◆ WHAT THE EXERCISE ASKS ◆
Each record below should appear again exactly as written.

==== PROVIDED INFORMATION

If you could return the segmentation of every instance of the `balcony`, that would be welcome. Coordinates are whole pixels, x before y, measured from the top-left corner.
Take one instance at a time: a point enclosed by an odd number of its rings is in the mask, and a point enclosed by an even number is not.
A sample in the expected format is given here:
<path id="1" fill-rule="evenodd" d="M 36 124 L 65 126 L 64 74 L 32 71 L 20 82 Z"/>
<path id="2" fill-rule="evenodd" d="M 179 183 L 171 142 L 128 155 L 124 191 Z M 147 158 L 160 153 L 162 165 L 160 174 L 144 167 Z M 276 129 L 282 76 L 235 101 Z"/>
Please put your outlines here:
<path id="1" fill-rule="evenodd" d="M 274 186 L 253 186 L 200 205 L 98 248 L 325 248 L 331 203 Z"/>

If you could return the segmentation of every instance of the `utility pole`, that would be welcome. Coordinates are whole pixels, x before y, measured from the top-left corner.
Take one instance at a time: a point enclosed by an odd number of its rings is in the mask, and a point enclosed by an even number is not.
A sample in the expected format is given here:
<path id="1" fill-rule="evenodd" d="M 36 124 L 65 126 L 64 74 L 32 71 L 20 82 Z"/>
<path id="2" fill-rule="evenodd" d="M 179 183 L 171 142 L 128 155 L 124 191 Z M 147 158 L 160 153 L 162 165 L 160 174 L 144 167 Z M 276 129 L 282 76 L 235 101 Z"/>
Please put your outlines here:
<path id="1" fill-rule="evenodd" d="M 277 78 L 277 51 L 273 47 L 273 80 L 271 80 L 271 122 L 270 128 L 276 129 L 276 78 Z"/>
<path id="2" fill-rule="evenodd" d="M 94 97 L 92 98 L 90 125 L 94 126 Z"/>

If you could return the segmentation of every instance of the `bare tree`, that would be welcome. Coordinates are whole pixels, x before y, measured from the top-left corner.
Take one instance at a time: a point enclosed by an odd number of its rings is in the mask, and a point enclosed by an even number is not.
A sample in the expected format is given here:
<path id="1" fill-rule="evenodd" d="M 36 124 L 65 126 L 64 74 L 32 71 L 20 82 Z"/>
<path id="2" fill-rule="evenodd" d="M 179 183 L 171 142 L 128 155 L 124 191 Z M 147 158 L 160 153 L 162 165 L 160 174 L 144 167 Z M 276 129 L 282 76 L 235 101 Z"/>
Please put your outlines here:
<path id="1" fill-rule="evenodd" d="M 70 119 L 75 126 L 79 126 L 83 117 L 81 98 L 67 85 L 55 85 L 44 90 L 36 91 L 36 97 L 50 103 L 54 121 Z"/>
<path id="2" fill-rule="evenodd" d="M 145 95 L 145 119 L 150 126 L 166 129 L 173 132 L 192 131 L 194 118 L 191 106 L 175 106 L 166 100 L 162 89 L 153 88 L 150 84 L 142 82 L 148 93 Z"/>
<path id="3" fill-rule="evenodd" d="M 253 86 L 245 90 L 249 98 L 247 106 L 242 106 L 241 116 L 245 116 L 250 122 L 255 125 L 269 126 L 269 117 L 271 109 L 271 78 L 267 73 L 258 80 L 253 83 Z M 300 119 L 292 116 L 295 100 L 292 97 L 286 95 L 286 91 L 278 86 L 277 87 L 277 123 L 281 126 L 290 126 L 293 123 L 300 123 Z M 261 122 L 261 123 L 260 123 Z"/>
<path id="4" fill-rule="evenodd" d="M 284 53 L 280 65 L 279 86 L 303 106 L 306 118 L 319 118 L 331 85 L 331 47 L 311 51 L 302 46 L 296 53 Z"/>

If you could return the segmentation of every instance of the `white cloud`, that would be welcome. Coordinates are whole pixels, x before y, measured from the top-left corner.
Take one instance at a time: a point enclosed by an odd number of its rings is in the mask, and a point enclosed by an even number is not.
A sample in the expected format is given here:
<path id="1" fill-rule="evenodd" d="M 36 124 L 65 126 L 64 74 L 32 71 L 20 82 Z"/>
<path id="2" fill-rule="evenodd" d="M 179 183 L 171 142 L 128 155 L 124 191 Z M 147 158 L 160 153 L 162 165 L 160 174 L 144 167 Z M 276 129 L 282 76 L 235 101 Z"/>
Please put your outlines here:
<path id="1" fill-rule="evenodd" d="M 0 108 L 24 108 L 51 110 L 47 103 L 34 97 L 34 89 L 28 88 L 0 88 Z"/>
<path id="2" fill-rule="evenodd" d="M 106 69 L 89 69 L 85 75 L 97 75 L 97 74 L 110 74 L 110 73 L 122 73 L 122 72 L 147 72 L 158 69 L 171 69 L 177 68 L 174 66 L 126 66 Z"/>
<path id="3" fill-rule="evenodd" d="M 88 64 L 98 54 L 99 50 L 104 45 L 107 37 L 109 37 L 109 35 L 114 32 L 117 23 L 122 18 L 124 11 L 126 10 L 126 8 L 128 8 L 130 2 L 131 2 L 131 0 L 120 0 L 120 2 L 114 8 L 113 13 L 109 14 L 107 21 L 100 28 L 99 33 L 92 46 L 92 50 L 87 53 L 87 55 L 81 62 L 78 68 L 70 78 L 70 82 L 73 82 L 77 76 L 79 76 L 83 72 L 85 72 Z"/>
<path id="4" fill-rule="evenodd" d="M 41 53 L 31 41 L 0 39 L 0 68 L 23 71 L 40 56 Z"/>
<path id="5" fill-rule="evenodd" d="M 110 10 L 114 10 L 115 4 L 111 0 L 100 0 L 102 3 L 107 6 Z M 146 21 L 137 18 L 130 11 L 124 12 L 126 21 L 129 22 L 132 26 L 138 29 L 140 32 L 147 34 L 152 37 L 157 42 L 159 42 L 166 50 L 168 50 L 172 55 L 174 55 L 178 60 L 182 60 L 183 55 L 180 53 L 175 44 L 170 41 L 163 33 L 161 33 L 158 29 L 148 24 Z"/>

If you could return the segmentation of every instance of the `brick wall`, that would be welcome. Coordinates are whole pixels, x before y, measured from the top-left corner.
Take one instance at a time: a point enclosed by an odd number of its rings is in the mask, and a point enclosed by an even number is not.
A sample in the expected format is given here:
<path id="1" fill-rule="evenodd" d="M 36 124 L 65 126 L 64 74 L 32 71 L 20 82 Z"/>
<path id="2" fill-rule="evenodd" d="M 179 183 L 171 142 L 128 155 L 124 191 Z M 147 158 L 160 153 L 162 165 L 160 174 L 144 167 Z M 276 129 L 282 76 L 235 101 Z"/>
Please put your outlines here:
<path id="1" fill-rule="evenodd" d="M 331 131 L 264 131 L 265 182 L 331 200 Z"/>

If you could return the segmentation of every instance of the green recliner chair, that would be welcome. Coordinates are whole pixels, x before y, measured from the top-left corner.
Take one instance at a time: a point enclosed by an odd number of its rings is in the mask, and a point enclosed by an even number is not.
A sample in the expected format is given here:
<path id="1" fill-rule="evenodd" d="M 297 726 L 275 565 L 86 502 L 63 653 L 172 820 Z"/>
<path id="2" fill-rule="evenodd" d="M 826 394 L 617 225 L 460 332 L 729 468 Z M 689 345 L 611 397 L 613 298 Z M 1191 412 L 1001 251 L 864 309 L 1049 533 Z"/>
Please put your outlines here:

========

◆ THE COMPLETED TASK ◆
If you could return the segmentation of every instance of the `balcony`, that would be welcome. Coordinates are whole pixels, x before y, measured from the top-left corner.
Take one instance at a time: a point enclosed by an odd number of its rings is in the mask, and a point enclosed by an even number is not.
A sample in the expected format is given here:
<path id="1" fill-rule="evenodd" d="M 36 124 L 65 126 L 64 74 L 32 71 L 20 82 Z"/>
<path id="2" fill-rule="evenodd" d="M 179 183 L 171 142 L 128 155 L 124 191 Z M 147 158 L 160 153 L 162 165 L 160 174 L 144 167 Z M 276 129 L 282 76 L 235 101 Z"/>
Please put your outlines here:
<path id="1" fill-rule="evenodd" d="M 274 186 L 253 186 L 200 205 L 98 248 L 325 248 L 331 203 Z"/>

If you could return the segmentation of every instance of the `utility pole`, that would be welcome. Coordinates are whole pixels, x before y, measured from the top-left corner.
Take one instance at a time: a point enclosed by an odd number of its rings is in the mask, and a point enclosed by an even number is not.
A sample in the expected format is given here:
<path id="1" fill-rule="evenodd" d="M 36 124 L 65 126 L 64 74 L 32 71 L 20 82 Z"/>
<path id="2" fill-rule="evenodd" d="M 179 183 L 171 142 L 128 155 L 124 191 Z M 147 158 L 160 153 L 162 165 L 160 174 L 144 167 Z M 276 129 L 282 76 L 235 101 Z"/>
Please put your outlines here:
<path id="1" fill-rule="evenodd" d="M 277 78 L 277 51 L 273 47 L 273 80 L 271 80 L 271 122 L 270 128 L 276 129 L 276 78 Z"/>
<path id="2" fill-rule="evenodd" d="M 94 97 L 92 98 L 90 125 L 94 126 Z"/>

If you could return the segmentation of every instance of the `bare tree`, that would be welcome. Coordinates are whole pixels, x before y, measured from the top-left corner.
Take one instance at a time: a point enclosed by an odd number of its rings is in the mask, and a point enclosed by an even number is not.
A sample in the expected format is given here:
<path id="1" fill-rule="evenodd" d="M 36 124 L 65 126 L 64 74 L 32 71 L 20 82 Z"/>
<path id="2" fill-rule="evenodd" d="M 179 183 L 171 142 L 128 155 L 124 191 Z M 147 158 L 160 153 L 162 165 L 160 174 L 144 167 Z M 276 129 L 282 76 L 235 101 Z"/>
Please put your outlines here:
<path id="1" fill-rule="evenodd" d="M 70 119 L 75 126 L 79 126 L 83 117 L 81 98 L 67 85 L 55 85 L 44 90 L 36 91 L 36 97 L 50 103 L 54 121 Z"/>
<path id="2" fill-rule="evenodd" d="M 145 95 L 145 119 L 150 126 L 166 129 L 173 132 L 192 131 L 194 118 L 191 106 L 175 106 L 166 100 L 162 89 L 153 88 L 150 84 L 142 82 L 148 93 Z"/>
<path id="3" fill-rule="evenodd" d="M 253 86 L 245 90 L 249 98 L 247 106 L 242 106 L 241 116 L 245 116 L 250 122 L 255 125 L 269 126 L 269 117 L 271 109 L 271 78 L 267 73 L 258 80 L 253 83 Z M 300 119 L 292 116 L 295 100 L 292 97 L 286 95 L 286 91 L 278 86 L 277 87 L 277 123 L 281 126 L 290 126 L 293 123 L 300 123 Z M 261 122 L 261 123 L 260 123 Z"/>
<path id="4" fill-rule="evenodd" d="M 284 53 L 280 65 L 279 86 L 303 106 L 306 118 L 319 118 L 331 85 L 331 47 L 311 51 L 302 46 L 296 53 Z"/>

If you could return the segmentation of every instance of the `white cloud`, that would be welcome. Coordinates are whole pixels, x before y, measured from the top-left corner.
Take one instance at a time: a point enclosed by an odd number of its rings is in the mask, and a point enclosed by an even number is not.
A sample in the expected format is given here:
<path id="1" fill-rule="evenodd" d="M 36 124 L 65 126 L 64 74 L 32 71 L 20 82 Z"/>
<path id="2" fill-rule="evenodd" d="M 179 183 L 171 142 L 128 155 L 124 191 Z M 147 158 L 160 153 L 162 165 L 160 174 L 144 167 Z M 276 129 L 282 76 L 235 101 Z"/>
Please put your outlines here:
<path id="1" fill-rule="evenodd" d="M 0 108 L 24 108 L 51 110 L 47 103 L 34 97 L 34 89 L 28 88 L 0 88 Z"/>
<path id="2" fill-rule="evenodd" d="M 106 69 L 89 69 L 85 75 L 97 75 L 97 74 L 110 74 L 110 73 L 122 73 L 122 72 L 147 72 L 158 69 L 171 69 L 177 68 L 174 66 L 126 66 Z"/>
<path id="3" fill-rule="evenodd" d="M 88 64 L 98 54 L 99 50 L 104 45 L 107 37 L 109 37 L 109 35 L 114 32 L 117 23 L 122 18 L 124 11 L 126 10 L 126 8 L 128 8 L 130 2 L 131 2 L 131 0 L 120 0 L 120 2 L 114 8 L 113 13 L 109 14 L 107 21 L 100 28 L 99 33 L 92 46 L 92 50 L 87 53 L 87 55 L 81 62 L 78 68 L 70 78 L 70 82 L 73 82 L 77 76 L 79 76 L 83 72 L 85 72 Z"/>
<path id="4" fill-rule="evenodd" d="M 41 53 L 31 41 L 0 39 L 0 68 L 23 71 L 40 56 Z"/>
<path id="5" fill-rule="evenodd" d="M 110 10 L 114 10 L 115 4 L 111 0 L 100 0 L 102 3 L 107 6 Z M 146 21 L 137 18 L 130 11 L 124 12 L 126 21 L 129 22 L 132 26 L 138 29 L 140 32 L 147 34 L 152 37 L 157 42 L 159 42 L 166 50 L 168 50 L 172 55 L 174 55 L 178 60 L 182 60 L 183 55 L 180 53 L 175 44 L 170 41 L 163 33 L 161 33 L 158 29 L 148 24 Z"/>

If you could return the segmentation of every instance of the `brick wall`, that would be welcome. Coordinates are whole pixels, x before y, measured from the top-left corner.
Take one instance at a time: a point enclosed by an odd number of its rings is in the mask, and a point enclosed by an even number is not.
A sample in the expected format is given here:
<path id="1" fill-rule="evenodd" d="M 36 124 L 65 126 L 64 74 L 32 71 L 20 82 Z"/>
<path id="2" fill-rule="evenodd" d="M 179 183 L 171 142 L 128 155 L 124 191 Z M 147 158 L 160 153 L 162 165 L 160 174 L 144 167 Z M 276 129 L 282 76 L 235 101 Z"/>
Please put your outlines here:
<path id="1" fill-rule="evenodd" d="M 331 131 L 264 131 L 265 182 L 331 200 Z"/>

If you could return the segmentation of every instance of the green recliner chair, that would be welcome. Coordinates are whole pixels, x before y, measured from the top-left corner.
Take one instance at a time: a point enclosed by an odd number of its rings is in the mask, and a point enclosed by an even number is not.
A sample in the expected format is given here:
<path id="1" fill-rule="evenodd" d="M 297 726 L 275 565 L 86 502 L 63 653 L 172 820 Z"/>
<path id="2" fill-rule="evenodd" d="M 826 394 L 617 225 L 460 332 L 729 468 Z M 689 345 L 611 397 L 613 298 Z M 1191 412 L 1001 251 L 864 309 L 1049 533 Z"/>
Please put your outlines here:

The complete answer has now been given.